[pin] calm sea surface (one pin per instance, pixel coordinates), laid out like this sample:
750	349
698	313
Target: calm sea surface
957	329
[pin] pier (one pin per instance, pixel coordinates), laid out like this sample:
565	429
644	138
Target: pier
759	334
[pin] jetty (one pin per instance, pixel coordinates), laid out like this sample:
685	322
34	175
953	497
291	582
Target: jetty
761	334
++++
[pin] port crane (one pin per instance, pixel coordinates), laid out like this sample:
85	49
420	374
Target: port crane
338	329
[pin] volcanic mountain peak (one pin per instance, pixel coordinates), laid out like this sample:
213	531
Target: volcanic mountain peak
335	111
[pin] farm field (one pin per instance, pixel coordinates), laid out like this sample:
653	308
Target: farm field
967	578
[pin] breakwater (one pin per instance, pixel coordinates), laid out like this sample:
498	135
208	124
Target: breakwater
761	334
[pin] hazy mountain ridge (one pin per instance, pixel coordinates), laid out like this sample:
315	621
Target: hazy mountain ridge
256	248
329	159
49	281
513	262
++++
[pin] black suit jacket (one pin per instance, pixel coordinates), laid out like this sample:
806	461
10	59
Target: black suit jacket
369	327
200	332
++++
Please locate each line in the material above that contains the string "sample", matching case exactly, and copy those lines out in full.

FULL OUTPUT »
[pin] calm sea surface (one pin per instance, pixel coordinates), laid out like this sample:
[pin] pier (one pin per instance, pixel coordinates), laid out like this sample:
[pin] jetty (one pin per instance, pixel coordinates), laid out like this sample:
[pin] port crane (one pin per instance, pixel coordinates), laid out like this sample:
[pin] volcanic mountain peak (one pin per instance, pixel coordinates), laid out like this sample:
[pin] farm field (one pin per instance, pixel coordinates), laid out like this sample:
[pin] breakwater (one pin per instance, pixel coordinates), laid out like this sample:
[pin] hazy mountain ridge (one pin per instance, pixel coordinates), laid out like this sample:
[pin] black suit jacket (one pin per instance, pixel coordinates), laid out like this sample:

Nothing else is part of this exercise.